**WHAT YOU HAVE TO DO:**
Find each line below that contains the string "spec" and copy it out in full.

..........

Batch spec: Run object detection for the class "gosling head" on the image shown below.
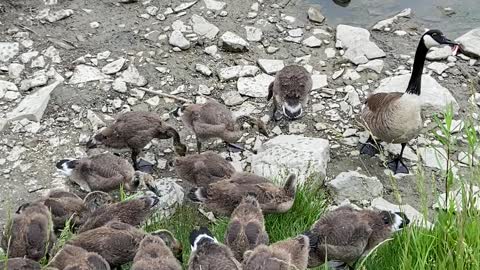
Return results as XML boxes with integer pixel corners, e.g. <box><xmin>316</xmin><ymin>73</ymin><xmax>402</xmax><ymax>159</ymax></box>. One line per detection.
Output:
<box><xmin>55</xmin><ymin>159</ymin><xmax>78</xmax><ymax>176</ymax></box>
<box><xmin>422</xmin><ymin>29</ymin><xmax>458</xmax><ymax>50</ymax></box>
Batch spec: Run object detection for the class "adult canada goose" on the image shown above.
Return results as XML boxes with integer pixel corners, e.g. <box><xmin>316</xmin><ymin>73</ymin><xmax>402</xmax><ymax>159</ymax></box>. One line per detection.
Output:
<box><xmin>182</xmin><ymin>98</ymin><xmax>268</xmax><ymax>153</ymax></box>
<box><xmin>175</xmin><ymin>151</ymin><xmax>235</xmax><ymax>186</ymax></box>
<box><xmin>305</xmin><ymin>206</ymin><xmax>410</xmax><ymax>268</ymax></box>
<box><xmin>0</xmin><ymin>258</ymin><xmax>42</xmax><ymax>270</ymax></box>
<box><xmin>188</xmin><ymin>173</ymin><xmax>296</xmax><ymax>215</ymax></box>
<box><xmin>2</xmin><ymin>202</ymin><xmax>56</xmax><ymax>261</ymax></box>
<box><xmin>87</xmin><ymin>112</ymin><xmax>187</xmax><ymax>170</ymax></box>
<box><xmin>360</xmin><ymin>30</ymin><xmax>458</xmax><ymax>174</ymax></box>
<box><xmin>267</xmin><ymin>65</ymin><xmax>312</xmax><ymax>121</ymax></box>
<box><xmin>225</xmin><ymin>196</ymin><xmax>269</xmax><ymax>261</ymax></box>
<box><xmin>243</xmin><ymin>235</ymin><xmax>309</xmax><ymax>270</ymax></box>
<box><xmin>188</xmin><ymin>227</ymin><xmax>242</xmax><ymax>270</ymax></box>
<box><xmin>67</xmin><ymin>221</ymin><xmax>145</xmax><ymax>268</ymax></box>
<box><xmin>56</xmin><ymin>153</ymin><xmax>143</xmax><ymax>192</ymax></box>
<box><xmin>78</xmin><ymin>196</ymin><xmax>160</xmax><ymax>233</ymax></box>
<box><xmin>48</xmin><ymin>244</ymin><xmax>110</xmax><ymax>270</ymax></box>
<box><xmin>132</xmin><ymin>235</ymin><xmax>182</xmax><ymax>270</ymax></box>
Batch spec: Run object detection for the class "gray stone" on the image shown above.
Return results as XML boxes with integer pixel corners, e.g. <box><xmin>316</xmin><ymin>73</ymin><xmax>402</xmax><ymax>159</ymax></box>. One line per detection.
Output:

..........

**OUTPUT FOR THIS EXERCISE:**
Batch spec: Run object detection for the class "gosling head" on the image shown below.
Batch spec: Run object detection for the class "adult canada goose" on the image shown above.
Batch spec: Run object detection for the class "gray stone" on the image shown above.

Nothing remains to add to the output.